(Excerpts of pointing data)
Begin

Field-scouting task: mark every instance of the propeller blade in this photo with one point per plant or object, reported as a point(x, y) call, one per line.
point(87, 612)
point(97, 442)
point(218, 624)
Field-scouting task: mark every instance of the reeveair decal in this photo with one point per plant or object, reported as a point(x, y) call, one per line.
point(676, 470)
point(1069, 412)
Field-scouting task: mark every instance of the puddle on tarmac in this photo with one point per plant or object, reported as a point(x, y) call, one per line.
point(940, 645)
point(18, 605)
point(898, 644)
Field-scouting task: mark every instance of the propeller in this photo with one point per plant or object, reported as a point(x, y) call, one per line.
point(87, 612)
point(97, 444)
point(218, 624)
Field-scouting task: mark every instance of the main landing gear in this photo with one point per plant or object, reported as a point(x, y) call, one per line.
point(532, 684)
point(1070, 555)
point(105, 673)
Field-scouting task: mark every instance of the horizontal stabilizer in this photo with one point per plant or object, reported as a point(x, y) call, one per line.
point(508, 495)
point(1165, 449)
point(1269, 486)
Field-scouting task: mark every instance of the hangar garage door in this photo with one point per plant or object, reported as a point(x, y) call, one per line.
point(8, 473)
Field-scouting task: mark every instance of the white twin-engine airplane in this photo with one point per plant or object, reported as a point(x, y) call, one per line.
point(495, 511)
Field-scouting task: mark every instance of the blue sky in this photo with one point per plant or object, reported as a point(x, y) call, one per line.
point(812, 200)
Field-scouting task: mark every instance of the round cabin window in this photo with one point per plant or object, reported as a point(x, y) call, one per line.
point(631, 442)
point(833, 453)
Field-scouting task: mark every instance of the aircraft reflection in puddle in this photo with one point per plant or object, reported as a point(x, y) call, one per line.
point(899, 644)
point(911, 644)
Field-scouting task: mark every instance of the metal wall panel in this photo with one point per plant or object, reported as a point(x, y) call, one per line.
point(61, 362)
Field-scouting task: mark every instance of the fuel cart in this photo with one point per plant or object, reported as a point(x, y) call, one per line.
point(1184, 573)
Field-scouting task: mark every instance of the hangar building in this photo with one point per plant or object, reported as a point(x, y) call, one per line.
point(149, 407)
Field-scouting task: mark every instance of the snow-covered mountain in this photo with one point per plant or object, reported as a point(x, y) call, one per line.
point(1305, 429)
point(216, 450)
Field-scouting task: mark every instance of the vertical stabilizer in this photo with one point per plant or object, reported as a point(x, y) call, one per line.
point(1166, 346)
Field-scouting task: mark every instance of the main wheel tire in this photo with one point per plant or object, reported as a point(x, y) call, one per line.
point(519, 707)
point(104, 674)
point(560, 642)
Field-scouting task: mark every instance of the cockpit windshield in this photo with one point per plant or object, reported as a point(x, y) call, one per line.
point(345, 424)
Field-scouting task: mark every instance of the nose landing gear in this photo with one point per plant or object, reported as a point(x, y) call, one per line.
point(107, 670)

End

▶ [Required work] Arrange every line of the data above as a Markdown table with two columns, "Row" and "Line." Number each row and omit any blank lines.

▶ [Answer to the problem]
| Row | Line |
|---|---|
| 1 | Field-scouting task: mark every instance of the propeller blade in this photo with one point per plant or object, reported as a point(x, y) call, one per line. |
| 2 | point(87, 612) |
| 3 | point(97, 442) |
| 4 | point(218, 624) |
| 5 | Field-scouting task: mark every instance of the reeveair decal in this photo with one point per plant or object, reported as a point(x, y) call, one per line. |
| 6 | point(676, 470) |
| 7 | point(1069, 412) |
| 8 | Field-scouting task: mark every instance of the puddle on tarmac in this photo with one point per plant or object, reported as a point(x, y) call, one per line. |
| 9 | point(940, 645) |
| 10 | point(18, 605) |
| 11 | point(898, 644) |
| 12 | Field-scouting task: mark every instance of the propeller in this photo with one point per plant or object, reported as a point(x, y) call, one per line. |
| 13 | point(87, 612) |
| 14 | point(97, 444) |
| 15 | point(218, 624) |
| 16 | Field-scouting task: mark every instance of the main landing gear in this photo with one point per plant or object, reported as a point(x, y) call, one per line. |
| 17 | point(532, 684) |
| 18 | point(1070, 555) |
| 19 | point(105, 673) |
| 20 | Field-scouting task: mark every instance of the horizontal stabilizer in this photo with one point per plant or object, reported as a point(x, y) call, one per line. |
| 21 | point(508, 495) |
| 22 | point(1165, 449) |
| 23 | point(1269, 486) |
| 24 | Field-scouting task: mark every instance of the hangar garage door in this photo with one point per plant or object, reported as a point(x, y) call, one per line. |
| 25 | point(8, 473) |
| 26 | Field-scouting task: mark every instance of the white twin-engine airplane in this photo with one point per plant or object, reported as a point(x, y) call, one per line. |
| 27 | point(495, 511) |
| 28 | Field-scouting task: mark every instance of the blue sky in this photo with one point per plant or object, reported as a point(x, y) call, one per line. |
| 29 | point(812, 200) |
| 30 | Field-scouting task: mark every instance of the round cabin window in this photo with one point per plant or object, reported as a point(x, y) call, one per line. |
| 31 | point(631, 442) |
| 32 | point(833, 453) |
| 33 | Field-scouting task: mark every instance of the aircraft reflection in puddle in this photo with one point per plant or object, reported as a point(x, y) call, one per line. |
| 34 | point(899, 644) |
| 35 | point(911, 644) |
| 36 | Field-scouting task: mark every instance of the metal wall panel in this photo with one point per plant or object, reported as a point(x, y) call, one per line. |
| 37 | point(61, 362) |
| 38 | Field-scouting task: mark every instance of the fuel cart in this photo with one point per plant or object, reported as a point(x, y) call, one per line. |
| 39 | point(1184, 573) |
| 40 | Field-scouting task: mark every instance of the hangar building in this photo with one point per plant or object, reported as a point(x, y) call, one per line. |
| 41 | point(149, 407) |
| 42 | Field-scouting task: mark every instance of the snow-covered mountain in this photo with one point per plant or object, reported as a point(x, y) call, one per line. |
| 43 | point(1305, 429) |
| 44 | point(216, 450) |
| 45 | Field-scouting task: mark every instance of the vertical stabilizer in this photo with one point per plant or object, reported as a point(x, y) call, one per line. |
| 46 | point(1166, 346) |
| 47 | Field-scouting task: mark every instance of the main wheel tire in this photo with one point per plant or object, reported as a point(x, y) call, one per line. |
| 48 | point(519, 707) |
| 49 | point(104, 674) |
| 50 | point(560, 642) |
| 51 | Field-scouting task: mark every instance of the cockpit windshield in this photo with one point per plant or object, reported as a point(x, y) call, one per line. |
| 52 | point(345, 424) |
| 53 | Field-scouting task: mark every instance of the nose landing gear in this photo with one point per plant or object, reported as a point(x, y) call, one per line. |
| 54 | point(107, 670) |